# EXERCISE A:
According to the passage on Caesar's conquest of Gaul, where did Vercingetorix gather his forces?

# SOURCE EXTRACT:
»»

In his conquest of Gaul, Julius Caesar subjugated a huge number of varying tribes that nonetheless shared a common culture, their own coins, an established art movement, walled towns, established and famous urban centers, a settled agriculture, and a stable religious system.

The main Celtic tribes that populated Gaul were the Averni, the Aedui, the Belgae, the Helvetii, the Parisii, and the Senones. Caesar managed to subdue or conquer them all, in the process killing 1 million of the 12 million people who lived in Gaul and enslaving 1 million more.

In the latter days of the conquest, the Gauls banded together and elected Vercingetorix, an Avernian chieftain, their commander-in-chief. Many say he was also elected King of Gaul. Whatever his title, Vercingetorix was a brilliant battle commander.

After initially convincing the normally warring tribes that they needed to band together or else fall separately, Vercingetorix turned his attention to the invading Romans. Seeing that the Roman troops had the advantage in discipline, he resorted to a "scorched earth" policy for the people he commanded, not all of whom heeded that order. As a result, the invading Romans were free to continue their advance and successes.

Vercingetorix gathered his forces at Alesia, a massive citadel and capital of the Mandubrii tribe. Intending to surprise the Romans with a quick cavalry charge, Vercingetorix instead found himself on the losing end of a battle, thanks to Caesar's co-opting of some recently made-available German cavalry. Confident that he knew his enemy, Vercingetorix opted to stay at the hilltop fortress of Alesia and wait for Caesar to come to him.

««

# INFORMATION GIVEN:

»»

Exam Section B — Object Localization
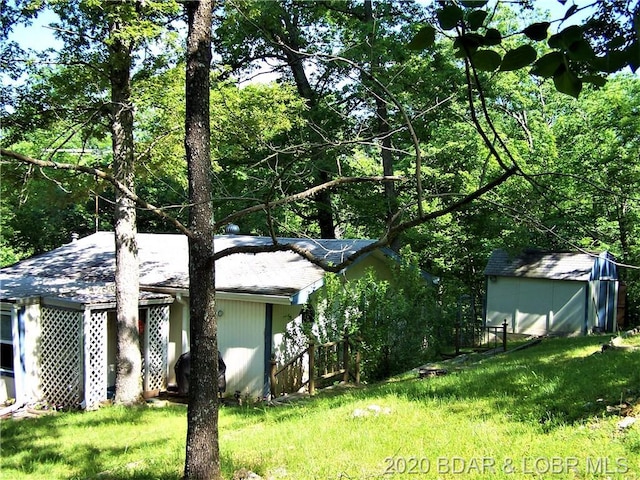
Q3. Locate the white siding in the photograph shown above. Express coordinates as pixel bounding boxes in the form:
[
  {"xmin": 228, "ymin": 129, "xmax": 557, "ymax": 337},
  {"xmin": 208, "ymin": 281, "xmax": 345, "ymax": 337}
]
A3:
[
  {"xmin": 216, "ymin": 300, "xmax": 266, "ymax": 399},
  {"xmin": 23, "ymin": 303, "xmax": 42, "ymax": 401},
  {"xmin": 487, "ymin": 277, "xmax": 587, "ymax": 335}
]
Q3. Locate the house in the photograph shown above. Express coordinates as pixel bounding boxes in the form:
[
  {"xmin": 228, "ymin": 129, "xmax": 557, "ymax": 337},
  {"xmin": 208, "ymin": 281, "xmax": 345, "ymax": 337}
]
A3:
[
  {"xmin": 0, "ymin": 232, "xmax": 404, "ymax": 407},
  {"xmin": 484, "ymin": 250, "xmax": 619, "ymax": 335}
]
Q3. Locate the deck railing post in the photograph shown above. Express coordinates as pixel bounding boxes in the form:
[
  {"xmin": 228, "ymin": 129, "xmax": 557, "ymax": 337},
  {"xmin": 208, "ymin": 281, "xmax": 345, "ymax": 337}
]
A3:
[
  {"xmin": 342, "ymin": 335, "xmax": 350, "ymax": 383},
  {"xmin": 502, "ymin": 318, "xmax": 507, "ymax": 352},
  {"xmin": 309, "ymin": 341, "xmax": 316, "ymax": 395},
  {"xmin": 269, "ymin": 356, "xmax": 278, "ymax": 398}
]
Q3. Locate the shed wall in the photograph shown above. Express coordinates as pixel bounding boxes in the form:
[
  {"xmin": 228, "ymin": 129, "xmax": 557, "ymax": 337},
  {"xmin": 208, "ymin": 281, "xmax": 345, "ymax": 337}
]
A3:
[{"xmin": 486, "ymin": 277, "xmax": 587, "ymax": 335}]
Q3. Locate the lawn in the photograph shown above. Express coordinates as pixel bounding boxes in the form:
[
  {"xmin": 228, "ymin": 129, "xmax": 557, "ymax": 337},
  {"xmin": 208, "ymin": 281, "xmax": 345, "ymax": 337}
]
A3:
[{"xmin": 1, "ymin": 336, "xmax": 640, "ymax": 480}]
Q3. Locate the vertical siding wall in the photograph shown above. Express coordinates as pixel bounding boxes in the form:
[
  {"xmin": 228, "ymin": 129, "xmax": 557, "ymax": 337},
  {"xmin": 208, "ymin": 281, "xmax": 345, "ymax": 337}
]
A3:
[
  {"xmin": 168, "ymin": 300, "xmax": 301, "ymax": 398},
  {"xmin": 487, "ymin": 278, "xmax": 587, "ymax": 335},
  {"xmin": 217, "ymin": 300, "xmax": 266, "ymax": 398}
]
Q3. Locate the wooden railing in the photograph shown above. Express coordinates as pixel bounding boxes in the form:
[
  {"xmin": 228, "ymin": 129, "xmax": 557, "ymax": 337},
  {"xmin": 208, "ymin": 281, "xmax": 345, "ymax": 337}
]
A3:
[
  {"xmin": 455, "ymin": 320, "xmax": 507, "ymax": 355},
  {"xmin": 270, "ymin": 337, "xmax": 360, "ymax": 397}
]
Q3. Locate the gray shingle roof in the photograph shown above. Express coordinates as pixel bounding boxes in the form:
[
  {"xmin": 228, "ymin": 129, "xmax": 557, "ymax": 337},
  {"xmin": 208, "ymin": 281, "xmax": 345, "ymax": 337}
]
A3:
[
  {"xmin": 0, "ymin": 232, "xmax": 373, "ymax": 299},
  {"xmin": 484, "ymin": 250, "xmax": 597, "ymax": 281}
]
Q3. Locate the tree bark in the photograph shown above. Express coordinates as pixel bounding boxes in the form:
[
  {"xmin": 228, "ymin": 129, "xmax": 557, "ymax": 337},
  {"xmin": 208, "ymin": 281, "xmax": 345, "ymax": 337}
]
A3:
[
  {"xmin": 109, "ymin": 23, "xmax": 142, "ymax": 405},
  {"xmin": 184, "ymin": 0, "xmax": 221, "ymax": 480}
]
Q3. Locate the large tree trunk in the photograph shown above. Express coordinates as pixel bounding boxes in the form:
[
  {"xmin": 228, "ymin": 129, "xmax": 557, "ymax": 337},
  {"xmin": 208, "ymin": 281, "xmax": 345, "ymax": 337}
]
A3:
[
  {"xmin": 109, "ymin": 24, "xmax": 142, "ymax": 405},
  {"xmin": 184, "ymin": 0, "xmax": 220, "ymax": 480}
]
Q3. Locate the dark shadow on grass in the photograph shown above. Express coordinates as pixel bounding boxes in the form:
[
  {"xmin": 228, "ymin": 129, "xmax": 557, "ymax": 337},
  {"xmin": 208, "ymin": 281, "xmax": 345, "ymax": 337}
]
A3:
[
  {"xmin": 1, "ymin": 407, "xmax": 186, "ymax": 480},
  {"xmin": 249, "ymin": 336, "xmax": 640, "ymax": 431}
]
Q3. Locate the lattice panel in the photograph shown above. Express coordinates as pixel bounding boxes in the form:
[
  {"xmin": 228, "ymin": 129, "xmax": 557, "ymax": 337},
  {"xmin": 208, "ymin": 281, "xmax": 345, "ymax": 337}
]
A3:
[
  {"xmin": 41, "ymin": 308, "xmax": 83, "ymax": 407},
  {"xmin": 144, "ymin": 305, "xmax": 169, "ymax": 391},
  {"xmin": 84, "ymin": 310, "xmax": 107, "ymax": 408}
]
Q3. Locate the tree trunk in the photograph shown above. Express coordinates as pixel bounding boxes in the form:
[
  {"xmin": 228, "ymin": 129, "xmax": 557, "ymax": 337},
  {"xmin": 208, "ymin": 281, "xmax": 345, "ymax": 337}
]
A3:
[
  {"xmin": 109, "ymin": 23, "xmax": 142, "ymax": 405},
  {"xmin": 184, "ymin": 0, "xmax": 221, "ymax": 480},
  {"xmin": 362, "ymin": 0, "xmax": 400, "ymax": 250}
]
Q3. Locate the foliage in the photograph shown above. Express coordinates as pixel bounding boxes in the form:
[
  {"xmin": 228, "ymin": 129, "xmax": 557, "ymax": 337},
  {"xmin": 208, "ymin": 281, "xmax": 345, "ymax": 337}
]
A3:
[
  {"xmin": 311, "ymin": 249, "xmax": 452, "ymax": 381},
  {"xmin": 409, "ymin": 0, "xmax": 640, "ymax": 98}
]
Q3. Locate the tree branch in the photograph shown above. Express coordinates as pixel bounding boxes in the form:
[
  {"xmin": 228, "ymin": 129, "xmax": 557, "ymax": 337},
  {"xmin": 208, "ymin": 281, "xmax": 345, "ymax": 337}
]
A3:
[{"xmin": 0, "ymin": 148, "xmax": 193, "ymax": 237}]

««

# EXERCISE B:
Count the lines in the entries above that contain "railing", treating uppercase and lowercase as different. Reply with the number alone.

# WRITTEN ANSWER A:
At Alesia, a massive citadel and capital of the Mandubrii tribe.

# WRITTEN ANSWER B:
2